* Set exercise
Do these statements agree with the passage on orc intelligence and tools? Answer yes or no for each and quote the deciding words of the passage. 1. Bonobos raised by humans can operate touchpads. 2. Third world countries rely on primitive hunting techniques because no one can tell them how to build advanced guns. 3. Orcs living near humans might use technology even if they cannot create it.

15 year olds are sometimes rather emotionally immature, but they aren't idiots. a 15 year old can make far better then 'crude tools' himself, I've seen some really skilled 15 year olds. Once taught how to do something they can do it pretty well, and it only takes one smart 15 year old to figure out how to do something. Plus, if they live around smarter humans they just have to be taught by smarter people how to make better tools and then remember. In short, a race of 15 year olds should have more then 'crude tools'.

Bonobos have crude tools, bonobos raised by humans can cook meals over fire or on a stove, work light switches and even touchpads, and generally interact with the tools we provide them pretty well. If you make a species much smarter then bonobos your have to put more thought into how their intellect vs their tools interact to avoid the, all to common in fantasy, mistake of making 'primative' tribes that are too smart to continue living so primitively.

In particular if your orcs are near humans or other intelligent races they will be getting tech and ideas from those. Even if they are not smart enough to create they can be smart enough to USE it.

You could have them be smart and their lack of tools is simply due to lack of resources to build or make them, the same way that third world countries still rely on 'primitive' hunting techniques for food because, even though anyone can tell them how to build advanced guns, they still don't have resources to make, craft, and maintain a large number of them. This would be the easiest approach to explain the tool vs intellect dependency. However, then you need to explain why they have limited resources, and why they don't just trade with, or raid, nearby humans for their goods.

* Source excerpt
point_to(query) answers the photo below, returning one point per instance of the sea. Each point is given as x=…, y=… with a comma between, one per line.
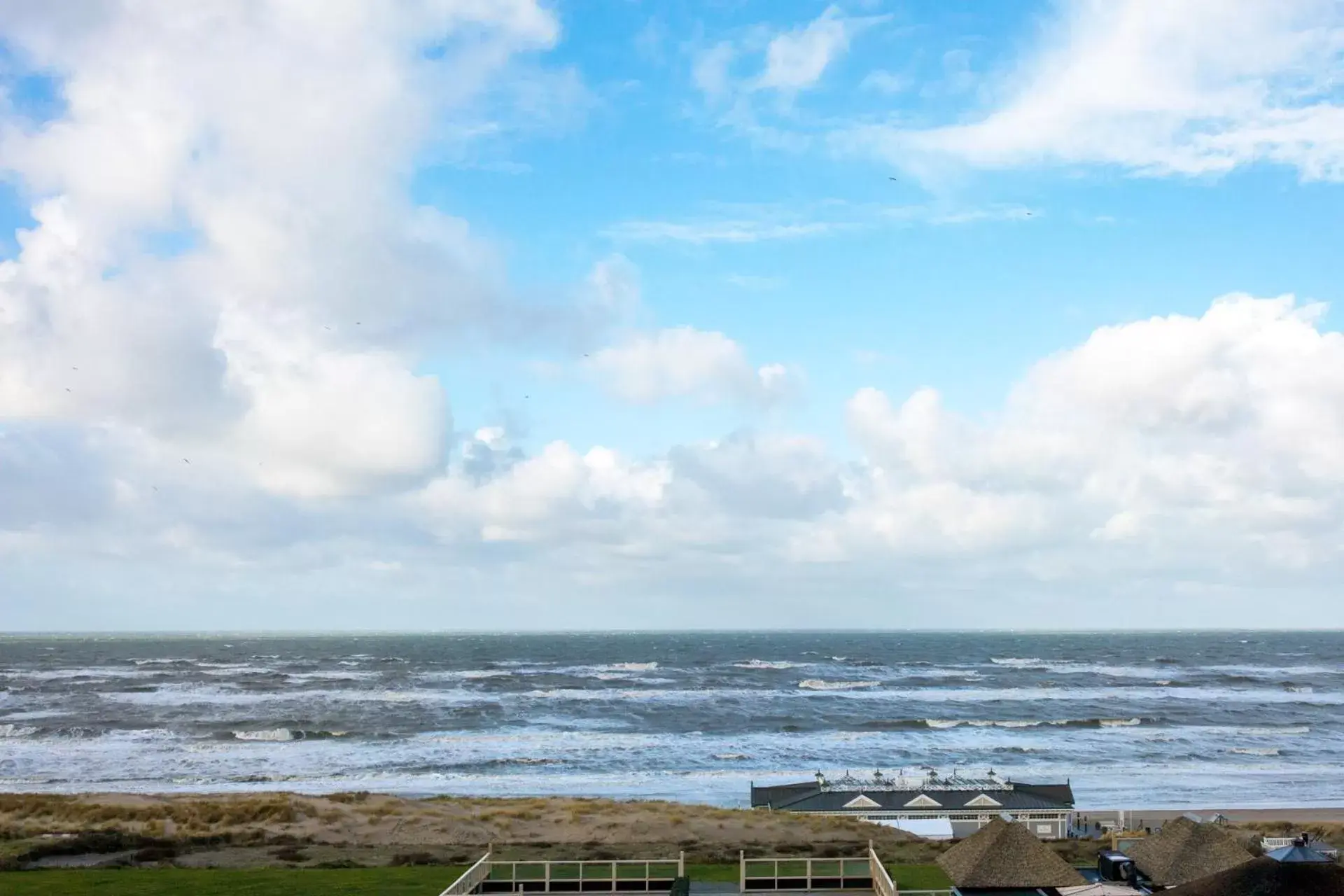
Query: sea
x=1130, y=720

* Exercise solution
1. Yes: "work light switches and even touchpads"
2. No: "even though anyone can tell them how to build advanced guns, they still don't have resources to make, craft, and maintain a large number of them"
3. Yes: "Even if they are not smart enough to create they can be smart enough to USE it."